- Aufgabe A:
Kürze den Absatz im Auszug, der mit „Wer sich für soziale Phänomene“ beginnt, und behalte dabei seine wichtigsten Fakten.
- Aufgabe B:
Gib aus den Datenzeilen eine nummerierte Liste ohne Leerzeilen wieder. Beginne bei der Zeile mit „of the white“ und höre nach der Zeile mit „pixel 104 259“ auf.

- Auszug:
□ □ □ □ □

Wer sich für soziale Phänomene im Internet interessiert, kommt momentan stark auf seine Kosten. Die Schlagzeilen jagen einander und wir befinden uns augenscheinlich in einem wahrem Goldrausch. Da versucht eine Akademie für Social Media, von einer Agentur aber sicherlich nur wegen des Bildungsanspruchs gegründet, Unternehmen und Privatpersonen in der hohen Kunst der Kommunikation zu unterweisen. Und just gestern stellten verschiedene Tageszeitungen überrascht fest, dass Facebook inzwischen zu den größten Staaten der Erde zählt. Der Vergleich ist übrigens nicht so richtig neu. MySpace war mal so groß wie Brasilien, dann kam Facebook. Und eigentlich warte ich jetzt nur noch darauf, dass mein Metzger um die Ecke einen »I like«-Button hat. Bewegte Zeiten…

Aber betrachten wir einmal die Chronologie der Ereignisse. Sie können dabei übrigens den Begriff »Social Media« nach Belieben durch andere Erscheinungen der Vergangenheit ersetzen: Datex-J, Compuserve oder AOL, World Wide Web, Second Life.

□ □ □ □ □

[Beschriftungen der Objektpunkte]
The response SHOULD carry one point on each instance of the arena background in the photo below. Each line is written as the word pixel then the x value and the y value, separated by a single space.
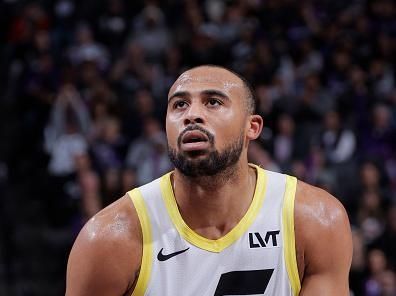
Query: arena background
pixel 83 88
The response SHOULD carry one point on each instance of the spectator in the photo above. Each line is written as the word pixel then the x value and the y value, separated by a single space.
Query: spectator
pixel 66 132
pixel 148 154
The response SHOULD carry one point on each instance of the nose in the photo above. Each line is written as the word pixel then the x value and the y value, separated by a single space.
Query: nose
pixel 194 114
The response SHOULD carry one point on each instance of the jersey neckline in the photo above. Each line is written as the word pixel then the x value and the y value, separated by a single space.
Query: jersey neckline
pixel 233 235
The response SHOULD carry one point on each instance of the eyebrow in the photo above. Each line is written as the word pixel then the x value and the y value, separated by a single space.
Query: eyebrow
pixel 207 92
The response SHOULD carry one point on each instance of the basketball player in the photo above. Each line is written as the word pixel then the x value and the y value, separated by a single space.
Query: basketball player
pixel 216 225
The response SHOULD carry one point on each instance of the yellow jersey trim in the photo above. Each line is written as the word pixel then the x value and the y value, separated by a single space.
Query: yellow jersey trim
pixel 289 235
pixel 202 242
pixel 146 265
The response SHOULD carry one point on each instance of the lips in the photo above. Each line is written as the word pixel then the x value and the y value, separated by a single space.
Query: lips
pixel 194 140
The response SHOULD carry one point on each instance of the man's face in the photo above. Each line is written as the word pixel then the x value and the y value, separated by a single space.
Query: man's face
pixel 206 121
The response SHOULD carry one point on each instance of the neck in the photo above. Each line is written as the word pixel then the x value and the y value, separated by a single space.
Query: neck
pixel 213 205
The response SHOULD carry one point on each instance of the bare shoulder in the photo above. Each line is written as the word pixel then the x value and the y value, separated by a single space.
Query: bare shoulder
pixel 318 207
pixel 106 255
pixel 323 238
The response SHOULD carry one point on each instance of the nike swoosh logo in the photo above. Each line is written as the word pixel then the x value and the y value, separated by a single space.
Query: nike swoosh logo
pixel 164 257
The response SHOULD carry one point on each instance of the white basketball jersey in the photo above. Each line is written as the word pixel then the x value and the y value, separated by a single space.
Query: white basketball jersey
pixel 257 257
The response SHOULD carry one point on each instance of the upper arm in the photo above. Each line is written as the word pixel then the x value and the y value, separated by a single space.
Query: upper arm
pixel 323 230
pixel 104 259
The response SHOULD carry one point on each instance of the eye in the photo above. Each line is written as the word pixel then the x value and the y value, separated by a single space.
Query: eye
pixel 214 102
pixel 179 104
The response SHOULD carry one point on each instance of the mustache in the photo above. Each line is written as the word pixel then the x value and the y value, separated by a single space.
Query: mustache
pixel 195 127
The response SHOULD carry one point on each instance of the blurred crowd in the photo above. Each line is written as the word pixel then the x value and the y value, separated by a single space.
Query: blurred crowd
pixel 83 100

□ □ □ □ □

- Komplette Ausgabe A:
Wer soziale Phänomene im Internet spannend findet, kommt gerade voll auf seine Kosten. Die Schlagzeilen überschlagen sich, es herrscht scheinbar Goldrausch. Eine Social-Media-Akademie, gegründet von einer Agentur, will Firmen und Privatleuten Kommunikation beibringen. Gestern stellten mehrere Tageszeitungen überrascht fest, dass Facebook inzwischen zu den größten Staaten der Erde zählt. Der Vergleich ist nicht neu: MySpace war einmal so groß wie Brasilien, dann kam Facebook. Jetzt fehlt eigentlich nur noch ein »I like«-Button beim Metzger um die Ecke.

- Komplette Ausgabe B:
1. The response SHOULD carry one point on each instance of the white basketball jersey in the photo above. Each line is written as the word pixel then the x value and the y value, separated by a single space.
2. Query: white basketball jersey
3. pixel 257 257
4. The response SHOULD carry one point on each instance of the upper arm in the photo above. Each line is written as the word pixel then the x value and the y value, separated by a single space.
5. Query: upper arm
6. pixel 323 230
7. pixel 104 259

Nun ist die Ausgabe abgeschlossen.